== Segment start ==

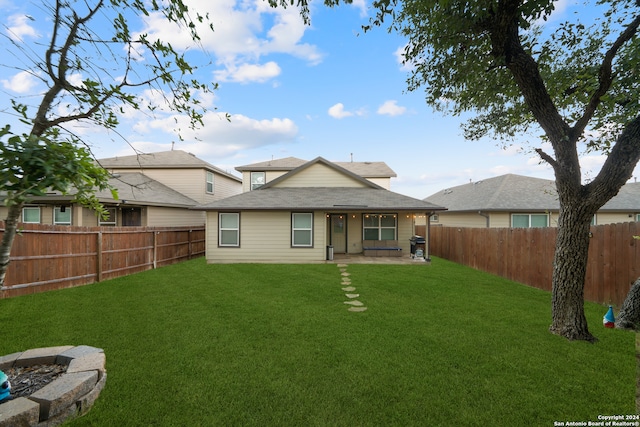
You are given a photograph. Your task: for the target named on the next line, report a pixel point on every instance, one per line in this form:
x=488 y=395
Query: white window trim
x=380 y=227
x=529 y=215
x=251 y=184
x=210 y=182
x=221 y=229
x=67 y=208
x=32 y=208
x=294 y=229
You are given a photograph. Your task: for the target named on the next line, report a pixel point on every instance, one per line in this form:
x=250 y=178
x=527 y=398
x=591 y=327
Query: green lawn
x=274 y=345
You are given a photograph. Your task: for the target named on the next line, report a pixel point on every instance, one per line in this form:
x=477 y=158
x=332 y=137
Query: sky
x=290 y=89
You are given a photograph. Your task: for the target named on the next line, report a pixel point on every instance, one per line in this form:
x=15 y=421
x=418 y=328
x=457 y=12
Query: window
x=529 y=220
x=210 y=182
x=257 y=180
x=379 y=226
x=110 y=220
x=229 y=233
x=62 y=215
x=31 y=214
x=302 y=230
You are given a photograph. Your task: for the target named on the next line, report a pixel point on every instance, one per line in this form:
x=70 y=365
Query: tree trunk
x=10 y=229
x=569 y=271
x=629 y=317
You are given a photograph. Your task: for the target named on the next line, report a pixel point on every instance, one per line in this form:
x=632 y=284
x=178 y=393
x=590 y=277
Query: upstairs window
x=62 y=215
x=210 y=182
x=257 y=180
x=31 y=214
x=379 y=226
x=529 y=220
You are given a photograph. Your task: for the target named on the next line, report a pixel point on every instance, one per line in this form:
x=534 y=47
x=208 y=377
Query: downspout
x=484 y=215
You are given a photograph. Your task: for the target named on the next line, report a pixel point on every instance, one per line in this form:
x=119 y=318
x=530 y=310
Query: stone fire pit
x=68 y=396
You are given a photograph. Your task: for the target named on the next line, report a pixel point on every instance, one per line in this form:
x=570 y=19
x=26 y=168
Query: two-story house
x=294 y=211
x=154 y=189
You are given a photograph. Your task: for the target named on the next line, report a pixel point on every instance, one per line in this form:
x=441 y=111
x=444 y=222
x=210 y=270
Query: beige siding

== Segment end ==
== Segment start ==

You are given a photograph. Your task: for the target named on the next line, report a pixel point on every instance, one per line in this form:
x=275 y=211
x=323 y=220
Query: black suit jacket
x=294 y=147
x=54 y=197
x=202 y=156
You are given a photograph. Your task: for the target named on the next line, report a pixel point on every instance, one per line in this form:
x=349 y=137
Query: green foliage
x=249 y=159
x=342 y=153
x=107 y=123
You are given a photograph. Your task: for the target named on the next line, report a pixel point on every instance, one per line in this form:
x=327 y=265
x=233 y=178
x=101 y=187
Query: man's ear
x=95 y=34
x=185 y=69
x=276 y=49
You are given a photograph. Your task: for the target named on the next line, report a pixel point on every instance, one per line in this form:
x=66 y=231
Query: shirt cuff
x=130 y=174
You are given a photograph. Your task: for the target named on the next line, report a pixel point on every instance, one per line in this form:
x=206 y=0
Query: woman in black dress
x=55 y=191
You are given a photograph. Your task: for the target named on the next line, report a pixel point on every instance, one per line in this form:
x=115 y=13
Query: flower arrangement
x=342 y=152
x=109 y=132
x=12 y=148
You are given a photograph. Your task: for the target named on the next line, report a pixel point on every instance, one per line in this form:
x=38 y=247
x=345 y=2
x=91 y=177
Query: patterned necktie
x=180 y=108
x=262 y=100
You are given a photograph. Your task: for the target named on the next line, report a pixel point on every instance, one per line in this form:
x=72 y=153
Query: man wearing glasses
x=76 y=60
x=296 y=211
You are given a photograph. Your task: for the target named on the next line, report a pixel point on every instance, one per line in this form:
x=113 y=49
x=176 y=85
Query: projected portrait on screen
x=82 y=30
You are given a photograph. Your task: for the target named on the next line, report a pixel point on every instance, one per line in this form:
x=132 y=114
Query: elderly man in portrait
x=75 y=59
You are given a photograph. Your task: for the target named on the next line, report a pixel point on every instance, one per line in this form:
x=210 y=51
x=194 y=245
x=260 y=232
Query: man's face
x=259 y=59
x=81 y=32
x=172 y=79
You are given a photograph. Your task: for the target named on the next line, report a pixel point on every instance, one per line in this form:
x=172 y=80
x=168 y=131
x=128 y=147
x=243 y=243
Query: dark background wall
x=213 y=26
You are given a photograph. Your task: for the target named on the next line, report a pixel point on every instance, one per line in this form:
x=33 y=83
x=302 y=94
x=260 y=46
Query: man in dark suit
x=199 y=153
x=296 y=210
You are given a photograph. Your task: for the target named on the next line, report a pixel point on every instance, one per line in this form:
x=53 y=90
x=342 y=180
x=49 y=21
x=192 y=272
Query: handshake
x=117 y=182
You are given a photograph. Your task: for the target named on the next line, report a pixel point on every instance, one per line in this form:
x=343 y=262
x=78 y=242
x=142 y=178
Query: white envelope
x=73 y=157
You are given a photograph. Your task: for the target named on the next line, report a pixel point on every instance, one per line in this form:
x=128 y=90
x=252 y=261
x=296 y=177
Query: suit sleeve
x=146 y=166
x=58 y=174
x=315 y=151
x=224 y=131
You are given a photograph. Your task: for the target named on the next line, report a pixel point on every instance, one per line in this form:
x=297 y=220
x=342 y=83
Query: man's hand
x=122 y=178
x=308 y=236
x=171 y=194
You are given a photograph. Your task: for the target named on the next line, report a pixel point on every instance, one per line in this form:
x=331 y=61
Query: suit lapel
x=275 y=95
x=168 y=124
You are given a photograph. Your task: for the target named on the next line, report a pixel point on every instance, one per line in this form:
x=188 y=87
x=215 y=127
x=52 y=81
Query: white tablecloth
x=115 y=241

== Segment end ==

_Your objective_.
In the entries above, find the line holding "Query: downspout" and the line holding "Query: beige siding", then retype exactly those two lines and every line between them, and nothing else.

_Result of this task_.
Query: downspout
x=484 y=215
You are given a photograph. Your task: for the target named on the next line, report a pixel point on every instance, one per line in this form:
x=119 y=318
x=530 y=310
Query: stone fire pit
x=68 y=396
You are given a photograph. Your task: for the target named on the next line, report a pixel point on every instance, one per line in this form:
x=570 y=19
x=26 y=168
Query: two-story house
x=294 y=211
x=154 y=189
You are given a photograph. Your task: for the target named on the next line, report a pixel point on every instance, one per line in this form:
x=441 y=111
x=444 y=222
x=210 y=270
Query: beige siding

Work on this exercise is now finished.